Instructions —
1. Translate this sentence from the ASTERIX bindings excerpt into Spanish: "All language bindings MUST provide these core APIs:"
2. Write out the stretch of the ASTERIX bindings excerpt from "import asterix" through "parser = Parser::new()", and swap "asterix_cat099.xml" for "asterix_cat062.xml".
3. What does init_from_path(config_dir) do, according to the ASTERIX bindings excerpt?

=== Source excerpt ===

Go Error values, channels records, err := Parse(data)
Java Exceptions, streams parser.parse(bytes).stream()

4. Comprehensive Error Handling

Errors should provide actionable information:

# BAD: Generic error
raise RuntimeError("Parse failed")

# GOOD: Detailed error with context
raise AsterixParseError(
    offset=1024,
    category=48,
    message="Invalid FSPEC: unexpected FX bit",
    raw_data=hexdump(data[1024:1040])
)

Required API Surface

All language bindings MUST provide these core APIs:

1. Initialization

Purpose: Load ASTERIX category definitions

init_default()                    - Load all default categories
init_from_path(config_dir)        - Load from custom directory
load_category(xml_file)           - Load single category file
is_category_defined(category)     - Check if category is loaded

Python Example:

import asterix

# Auto-initializes on import
asterix.init("custom/config/path")
asterix.load_category("asterix_cat099.xml")

Rust Example:

use asterix::Parser;

let parser = Parser::new()
    .init_default()?
    .add_category("asterix_cat099.xml")?
    .build()?;

2. Parsing

Purpose: Parse ASTERIX data from bytes

parse(data: bytes) -> Vec<Record>
parse_with_offset(data, offset, count) -> ParseResult

Return Type:

Record {
    category: u8,
    length: u32,
    timestamp_ms: u64,
    crc: u32,
    hex_data: String,
    items: Map<String, DataItem>
}

ParseResult {
    records: Vec<Record>,
    bytes_consumed: usize,
    remaining_blocks: usize
}

Python Example:

data = open("sample.pcap", "rb").read()
records = asterix.parse(data)

for record in records:
    print(f"Category {record['category']}: {len(record['items'])} items")

Rust Example:

let data = std::fs::read("sample.pcap")?;
let options = ParseOptions::default();
let records = parser.parse(&data, &options)?;

for record in records {
    println!("Category {}: {} items", record.category, record.items.len());
}

3. Metadata/Description

Purpose: Get human-readable descriptions

describe(category, item, field, value) -> String

Example:

# Get category description
desc = asterix.describe(48, None, None, None)
# "Monoradar Target Reports"

# Get item description
desc = asterix.describe(48, "010", None, None)
# "Data Source Identifier"

=== Information provided ===

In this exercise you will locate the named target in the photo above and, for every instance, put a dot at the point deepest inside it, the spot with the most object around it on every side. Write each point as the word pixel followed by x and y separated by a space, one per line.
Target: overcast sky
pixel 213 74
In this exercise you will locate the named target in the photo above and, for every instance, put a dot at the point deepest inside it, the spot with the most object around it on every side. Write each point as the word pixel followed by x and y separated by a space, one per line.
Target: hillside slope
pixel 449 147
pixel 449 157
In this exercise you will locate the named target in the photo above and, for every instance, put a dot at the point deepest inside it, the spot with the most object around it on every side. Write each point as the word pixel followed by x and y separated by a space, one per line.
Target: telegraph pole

===

Solutions to the tasks —
1. Todos los enlaces de lenguaje DEBEN proporcionar estas API principales:

2.
import asterix

# Auto-initializes on import
asterix.init("custom/config/path")
asterix.load_category("asterix_cat062.xml")

Rust Example:

use asterix::Parser;

let parser = Parser::new()

3. It loads from a custom directory.